- **EXERCISE**
The lines you return should be those containing the string "dark", taken from the data below.
PROVIDED INFORMATION START
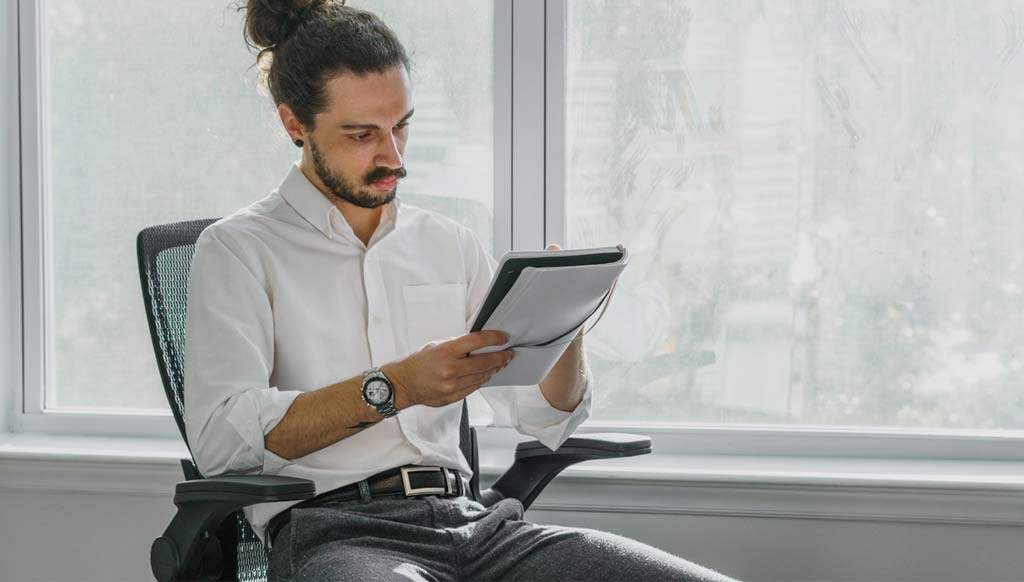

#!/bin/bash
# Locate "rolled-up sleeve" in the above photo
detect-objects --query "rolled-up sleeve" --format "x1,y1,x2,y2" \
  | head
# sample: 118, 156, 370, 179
183, 227, 303, 477
459, 227, 593, 451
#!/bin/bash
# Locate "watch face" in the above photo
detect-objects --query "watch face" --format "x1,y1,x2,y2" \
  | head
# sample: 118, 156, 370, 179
365, 379, 392, 405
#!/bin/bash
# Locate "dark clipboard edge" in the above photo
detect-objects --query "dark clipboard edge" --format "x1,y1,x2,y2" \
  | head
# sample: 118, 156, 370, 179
470, 245, 625, 334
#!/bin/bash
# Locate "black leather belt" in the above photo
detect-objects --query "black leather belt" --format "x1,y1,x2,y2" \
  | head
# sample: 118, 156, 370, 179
267, 465, 465, 545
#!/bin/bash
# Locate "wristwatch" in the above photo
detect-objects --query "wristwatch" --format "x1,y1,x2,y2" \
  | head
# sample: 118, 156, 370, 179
361, 367, 398, 418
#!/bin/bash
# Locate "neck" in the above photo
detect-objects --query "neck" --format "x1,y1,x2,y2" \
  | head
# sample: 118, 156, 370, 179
299, 160, 384, 247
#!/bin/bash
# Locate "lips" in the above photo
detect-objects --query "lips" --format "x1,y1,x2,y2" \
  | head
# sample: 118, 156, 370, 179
371, 176, 398, 189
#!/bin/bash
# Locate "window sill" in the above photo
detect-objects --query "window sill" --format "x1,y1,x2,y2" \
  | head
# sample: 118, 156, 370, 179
2, 432, 1022, 526
0, 432, 188, 463
0, 432, 188, 496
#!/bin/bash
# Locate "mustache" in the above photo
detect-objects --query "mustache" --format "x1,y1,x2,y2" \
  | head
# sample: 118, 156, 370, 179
365, 166, 407, 185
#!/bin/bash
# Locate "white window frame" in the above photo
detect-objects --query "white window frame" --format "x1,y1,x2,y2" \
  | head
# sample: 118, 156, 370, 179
11, 0, 180, 438
7, 0, 1024, 461
1, 0, 18, 440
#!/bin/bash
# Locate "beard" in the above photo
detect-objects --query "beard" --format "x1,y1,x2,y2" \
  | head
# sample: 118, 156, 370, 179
309, 138, 406, 209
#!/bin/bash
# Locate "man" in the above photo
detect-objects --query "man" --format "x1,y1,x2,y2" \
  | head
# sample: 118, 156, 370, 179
184, 1, 737, 580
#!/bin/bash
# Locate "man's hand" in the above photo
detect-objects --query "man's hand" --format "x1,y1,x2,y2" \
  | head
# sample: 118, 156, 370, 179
383, 331, 515, 409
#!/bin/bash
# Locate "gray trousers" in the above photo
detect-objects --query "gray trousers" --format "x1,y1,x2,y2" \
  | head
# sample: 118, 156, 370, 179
266, 494, 739, 581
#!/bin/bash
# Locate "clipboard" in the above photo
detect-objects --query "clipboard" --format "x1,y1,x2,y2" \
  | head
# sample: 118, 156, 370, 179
470, 245, 626, 332
469, 245, 629, 387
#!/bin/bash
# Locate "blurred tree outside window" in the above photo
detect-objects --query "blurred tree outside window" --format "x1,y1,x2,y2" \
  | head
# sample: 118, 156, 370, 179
568, 0, 1024, 431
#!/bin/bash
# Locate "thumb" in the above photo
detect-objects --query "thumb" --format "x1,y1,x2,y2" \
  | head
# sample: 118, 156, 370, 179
545, 243, 562, 251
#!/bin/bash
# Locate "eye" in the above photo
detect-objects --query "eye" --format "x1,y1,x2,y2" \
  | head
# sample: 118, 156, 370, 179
395, 122, 409, 131
351, 132, 372, 142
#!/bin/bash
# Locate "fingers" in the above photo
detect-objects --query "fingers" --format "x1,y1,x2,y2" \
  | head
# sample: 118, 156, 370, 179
450, 369, 499, 395
420, 340, 443, 351
416, 346, 513, 407
430, 348, 509, 382
445, 330, 510, 355
456, 349, 514, 378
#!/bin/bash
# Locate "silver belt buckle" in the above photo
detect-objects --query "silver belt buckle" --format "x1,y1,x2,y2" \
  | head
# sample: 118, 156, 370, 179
400, 466, 452, 497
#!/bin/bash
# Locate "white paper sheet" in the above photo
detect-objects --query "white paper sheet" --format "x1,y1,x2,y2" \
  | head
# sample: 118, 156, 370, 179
471, 255, 629, 387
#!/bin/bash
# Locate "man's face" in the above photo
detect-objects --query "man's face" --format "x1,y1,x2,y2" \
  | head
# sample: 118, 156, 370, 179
306, 66, 413, 209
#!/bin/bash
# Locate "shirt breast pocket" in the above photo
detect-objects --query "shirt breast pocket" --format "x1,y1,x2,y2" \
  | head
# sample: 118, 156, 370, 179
402, 282, 468, 352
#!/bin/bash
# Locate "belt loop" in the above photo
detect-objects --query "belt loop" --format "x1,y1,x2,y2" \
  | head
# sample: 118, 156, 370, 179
357, 479, 372, 503
451, 470, 461, 496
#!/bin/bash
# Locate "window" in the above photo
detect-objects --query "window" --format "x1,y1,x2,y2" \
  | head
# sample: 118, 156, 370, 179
14, 0, 1024, 449
26, 0, 492, 416
565, 0, 1024, 430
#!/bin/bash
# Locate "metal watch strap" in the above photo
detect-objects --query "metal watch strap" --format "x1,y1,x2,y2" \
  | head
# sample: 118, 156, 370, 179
363, 367, 398, 418
375, 399, 398, 418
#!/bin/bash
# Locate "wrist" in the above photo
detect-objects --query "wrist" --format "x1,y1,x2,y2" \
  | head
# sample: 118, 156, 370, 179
381, 362, 412, 410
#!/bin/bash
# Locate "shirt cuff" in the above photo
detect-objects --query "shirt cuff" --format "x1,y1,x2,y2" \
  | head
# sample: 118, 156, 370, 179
224, 387, 305, 474
262, 448, 296, 475
511, 367, 593, 451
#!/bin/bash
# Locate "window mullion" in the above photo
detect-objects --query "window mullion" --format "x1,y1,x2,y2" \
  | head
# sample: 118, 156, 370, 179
543, 0, 566, 247
2, 1, 23, 433
17, 0, 47, 421
492, 0, 512, 258
509, 0, 546, 251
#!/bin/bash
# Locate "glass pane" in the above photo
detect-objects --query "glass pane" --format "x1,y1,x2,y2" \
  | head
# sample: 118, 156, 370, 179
45, 0, 493, 410
566, 0, 1024, 430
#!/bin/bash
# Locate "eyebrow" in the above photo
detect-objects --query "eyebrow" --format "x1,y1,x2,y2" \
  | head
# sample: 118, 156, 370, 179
337, 108, 415, 131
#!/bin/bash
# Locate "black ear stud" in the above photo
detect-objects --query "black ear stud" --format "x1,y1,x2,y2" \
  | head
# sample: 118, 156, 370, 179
294, 139, 304, 147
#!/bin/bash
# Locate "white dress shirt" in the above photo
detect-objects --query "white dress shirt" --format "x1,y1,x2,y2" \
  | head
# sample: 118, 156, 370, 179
183, 162, 592, 544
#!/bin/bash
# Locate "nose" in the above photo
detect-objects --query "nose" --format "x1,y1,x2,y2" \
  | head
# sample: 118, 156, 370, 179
375, 132, 404, 170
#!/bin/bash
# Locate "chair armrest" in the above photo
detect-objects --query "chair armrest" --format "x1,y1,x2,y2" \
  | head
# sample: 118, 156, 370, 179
479, 433, 651, 510
173, 474, 317, 504
152, 474, 315, 582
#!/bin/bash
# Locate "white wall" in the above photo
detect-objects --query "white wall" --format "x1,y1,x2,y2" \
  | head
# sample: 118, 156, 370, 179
1, 478, 1022, 582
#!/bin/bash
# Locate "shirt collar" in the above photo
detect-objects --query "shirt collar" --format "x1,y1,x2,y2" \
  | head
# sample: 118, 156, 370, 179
278, 161, 402, 240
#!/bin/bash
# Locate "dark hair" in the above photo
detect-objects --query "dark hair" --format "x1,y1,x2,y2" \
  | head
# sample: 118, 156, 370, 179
241, 0, 410, 130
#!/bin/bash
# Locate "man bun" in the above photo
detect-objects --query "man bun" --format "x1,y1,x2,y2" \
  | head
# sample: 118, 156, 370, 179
238, 0, 408, 131
243, 0, 338, 51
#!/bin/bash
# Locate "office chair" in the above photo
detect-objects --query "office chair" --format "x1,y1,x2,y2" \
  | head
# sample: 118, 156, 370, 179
137, 213, 652, 582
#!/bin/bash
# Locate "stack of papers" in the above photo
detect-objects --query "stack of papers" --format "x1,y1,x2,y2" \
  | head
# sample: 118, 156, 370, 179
470, 246, 629, 387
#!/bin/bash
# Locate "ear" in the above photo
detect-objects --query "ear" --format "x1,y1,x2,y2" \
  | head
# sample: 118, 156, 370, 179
278, 103, 305, 142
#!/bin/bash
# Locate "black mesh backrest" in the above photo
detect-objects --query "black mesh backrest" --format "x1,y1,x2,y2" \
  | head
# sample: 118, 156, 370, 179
136, 217, 219, 454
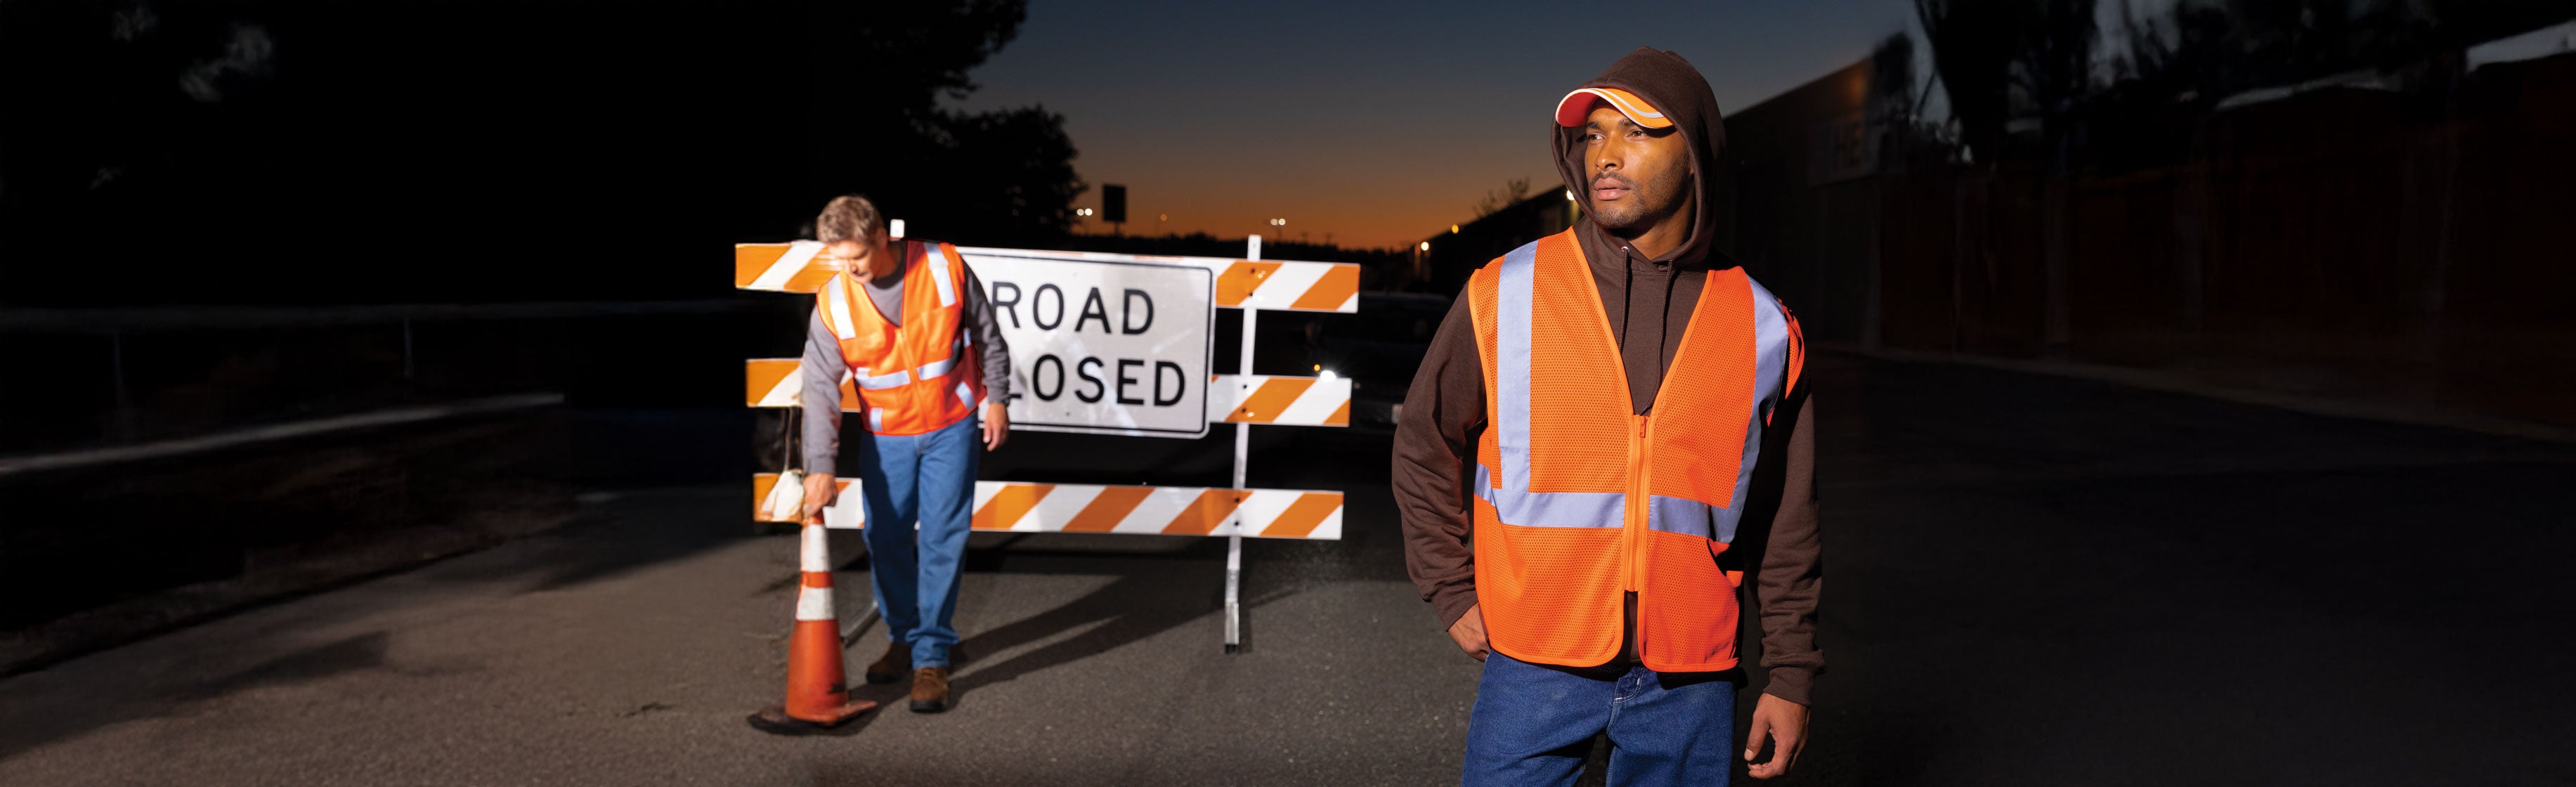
PROVIDED INFORMATION END
- **EXERCISE ANSWER**
# Locate "dark clipboard edge" in the above photo
detect-objects --query "dark clipboard edge" --format "x1,y1,x2,y2" \
# Locate "dark hair" in the above photo
detect-objects --query "dark hair" --format "x1,y1,x2,y2" \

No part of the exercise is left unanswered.